Document segment ->
*****

This film noir contained the notorious scene of mobster hood-kingpin Mr. Brown's (Richard Conte) kissing of weak-willed, abused, and unwilling society blonde girlfriend Susan Lowell (Jean Wallace) - first on the ear, cheek, then neck, and then traveling behind her body and out of sight, as the camera dollied in for a stunning erotic close-up - leaving the rest up to the audience's imagination

East of Eden (1955)

Conflicted Kiss

In the Ferris wheel-carnival scene, vulnerable Cal (James Dean) struggled to express his longing for his sensible twin brother Aron's (Richard Davalos) girlfriend Abra (Julie Harris) and she confessed her conflicted-in-love feelings for him - but after a kiss pulled back ("I love Aron, I do, really I do")

Guys and Dolls (1955)

Intimate, Sin-Fighting, Salvation Kiss

In this Samuel Goldwyn production (by director Joseph L. Mankiewicz) developed from a story by Damon Runyon, slick big-city gambler Sky Masterson (a slightly miscast Marlon Brando) made a $1,000 bet that he could romance/seduce Salvation Army 'doll' Sarah Brown (Jean Simmons); during a scene over drinks, she came closer and closer to his lips before their intimate kiss -- telling the "full time sinner" that she wanted to be with him and that he wouldn't be fighting sin alone anymore because she was on a mission to save him: "Whatever you do, wherever you go...I want to be with you...anytime, anywhere..."

Kiss Me Deadly (1955)

*****

Data lines ->
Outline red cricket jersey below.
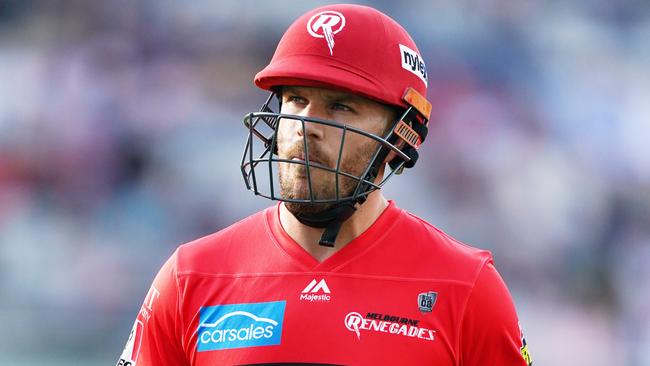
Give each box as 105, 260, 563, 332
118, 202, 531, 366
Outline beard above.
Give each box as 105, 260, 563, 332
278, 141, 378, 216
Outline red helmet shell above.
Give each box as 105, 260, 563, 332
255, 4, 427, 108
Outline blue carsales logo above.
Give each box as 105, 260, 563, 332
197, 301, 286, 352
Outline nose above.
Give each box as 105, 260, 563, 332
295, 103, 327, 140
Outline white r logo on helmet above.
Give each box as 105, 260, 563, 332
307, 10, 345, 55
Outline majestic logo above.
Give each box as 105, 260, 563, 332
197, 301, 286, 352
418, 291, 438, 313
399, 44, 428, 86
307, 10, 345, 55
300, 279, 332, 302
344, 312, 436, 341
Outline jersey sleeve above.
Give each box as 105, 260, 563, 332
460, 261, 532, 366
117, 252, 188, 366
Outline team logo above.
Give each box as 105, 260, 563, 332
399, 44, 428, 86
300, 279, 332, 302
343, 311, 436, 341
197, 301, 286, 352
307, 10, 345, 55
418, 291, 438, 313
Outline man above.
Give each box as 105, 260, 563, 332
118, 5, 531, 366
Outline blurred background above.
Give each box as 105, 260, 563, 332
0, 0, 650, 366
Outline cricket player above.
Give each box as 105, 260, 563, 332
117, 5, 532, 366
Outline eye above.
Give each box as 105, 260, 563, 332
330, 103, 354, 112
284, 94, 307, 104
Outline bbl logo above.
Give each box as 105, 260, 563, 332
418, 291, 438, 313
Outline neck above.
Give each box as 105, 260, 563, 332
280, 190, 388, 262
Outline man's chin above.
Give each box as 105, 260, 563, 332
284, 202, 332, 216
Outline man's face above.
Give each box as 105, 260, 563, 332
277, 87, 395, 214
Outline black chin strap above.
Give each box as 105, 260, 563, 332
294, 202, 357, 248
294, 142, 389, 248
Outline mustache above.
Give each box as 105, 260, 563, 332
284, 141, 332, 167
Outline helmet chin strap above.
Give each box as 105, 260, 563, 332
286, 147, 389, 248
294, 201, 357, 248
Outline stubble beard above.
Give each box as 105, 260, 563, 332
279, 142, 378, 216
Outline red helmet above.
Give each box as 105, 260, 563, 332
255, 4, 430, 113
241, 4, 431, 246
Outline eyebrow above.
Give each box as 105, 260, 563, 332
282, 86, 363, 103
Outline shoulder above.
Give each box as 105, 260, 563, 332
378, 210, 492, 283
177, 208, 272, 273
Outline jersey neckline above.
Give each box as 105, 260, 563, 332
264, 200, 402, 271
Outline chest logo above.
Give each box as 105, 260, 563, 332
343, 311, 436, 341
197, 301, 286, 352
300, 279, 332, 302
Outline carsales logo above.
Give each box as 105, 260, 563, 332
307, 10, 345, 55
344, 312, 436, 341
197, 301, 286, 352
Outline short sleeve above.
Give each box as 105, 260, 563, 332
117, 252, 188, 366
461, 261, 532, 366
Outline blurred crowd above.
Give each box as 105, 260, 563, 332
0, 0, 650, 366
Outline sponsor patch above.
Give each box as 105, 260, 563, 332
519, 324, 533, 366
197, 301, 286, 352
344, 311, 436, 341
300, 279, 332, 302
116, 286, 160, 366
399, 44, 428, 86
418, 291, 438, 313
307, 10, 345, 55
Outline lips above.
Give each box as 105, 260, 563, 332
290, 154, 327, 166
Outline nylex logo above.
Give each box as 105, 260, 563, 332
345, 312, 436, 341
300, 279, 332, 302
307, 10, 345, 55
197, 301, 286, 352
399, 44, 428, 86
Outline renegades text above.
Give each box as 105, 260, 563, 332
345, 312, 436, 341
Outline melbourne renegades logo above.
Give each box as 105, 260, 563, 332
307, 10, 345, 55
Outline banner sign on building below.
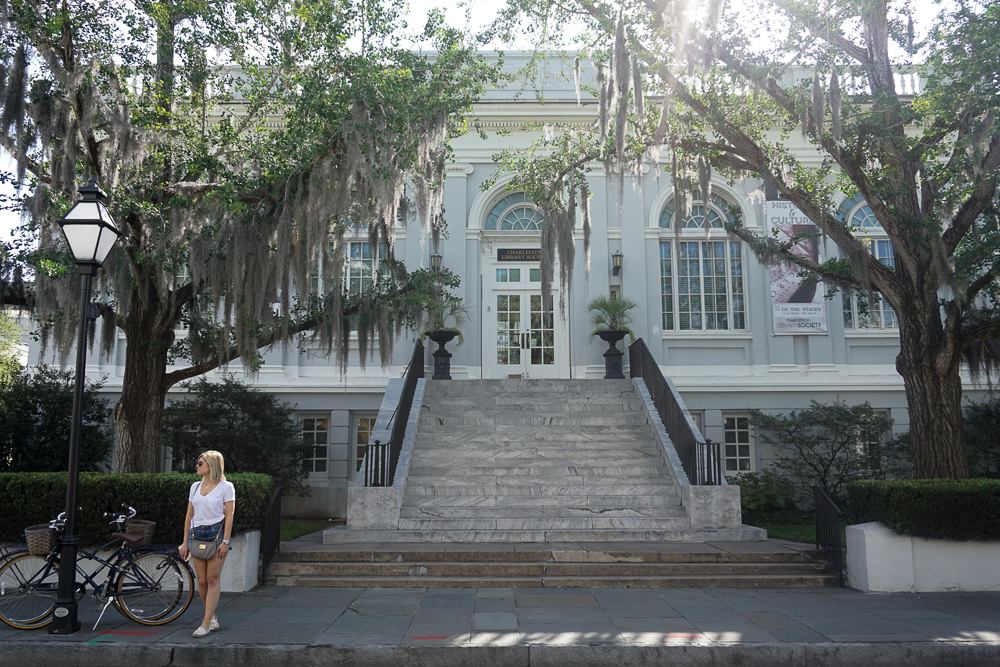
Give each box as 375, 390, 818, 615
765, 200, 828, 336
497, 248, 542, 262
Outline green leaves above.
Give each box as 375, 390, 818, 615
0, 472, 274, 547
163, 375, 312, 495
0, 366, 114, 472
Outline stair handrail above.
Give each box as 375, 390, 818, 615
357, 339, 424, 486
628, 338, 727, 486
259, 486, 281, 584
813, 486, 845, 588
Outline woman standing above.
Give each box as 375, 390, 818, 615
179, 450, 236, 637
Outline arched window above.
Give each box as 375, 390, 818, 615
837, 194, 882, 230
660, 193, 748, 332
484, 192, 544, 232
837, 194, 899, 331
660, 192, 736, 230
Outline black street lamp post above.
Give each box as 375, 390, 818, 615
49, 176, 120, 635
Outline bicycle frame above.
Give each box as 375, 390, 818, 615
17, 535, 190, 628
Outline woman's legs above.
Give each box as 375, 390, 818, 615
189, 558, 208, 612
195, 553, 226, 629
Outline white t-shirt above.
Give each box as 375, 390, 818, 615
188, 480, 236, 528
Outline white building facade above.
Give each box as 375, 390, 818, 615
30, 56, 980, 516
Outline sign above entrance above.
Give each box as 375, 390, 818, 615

*****

Copy the text about famous film kisses word for word, in full. Rely only on the film-kiss text when responding.

The completed task ->
This film noir contained the notorious scene of mobster hood-kingpin Mr. Brown's (Richard Conte) kissing of weak-willed, abused, and unwilling society blonde girlfriend Susan Lowell (Jean Wallace) - first on the ear, cheek, then neck, and then traveling behind her body and out of sight, as the camera dollied in for a stunning erotic close-up - leaving the rest up to the audience's imagination

East of Eden (1955)

Conflicted Kiss

In the Ferris wheel-carnival scene, vulnerable Cal (James Dean) struggled to express his longing for his sensible twin brother Aron's (Richard Davalos) girlfriend Abra (Julie Harris) and she confessed her conflicted-in-love feelings for him - but after a kiss pulled back ("I love Aron, I do, really I do")

Guys and Dolls (1955)

Intimate, Sin-Fighting, Salvation Kiss

In this Samuel Goldwyn production (by director Joseph L. Mankiewicz) developed from a story by Damon Runyon, slick big-city gambler Sky Masterson (a slightly miscast Marlon Brando) made a $1,000 bet that he could romance/seduce Salvation Army 'doll' Sarah Brown (Jean Simmons); during a scene over drinks, she came closer and closer to his lips before their intimate kiss -- telling the "full time sinner" that she wanted to be with him and that he wouldn't be fighting sin alone anymore because she was on a mission to save him: "Whatever you do, wherever you go...I want to be with you...anytime, anywhere..."

Kiss Me Deadly (1955)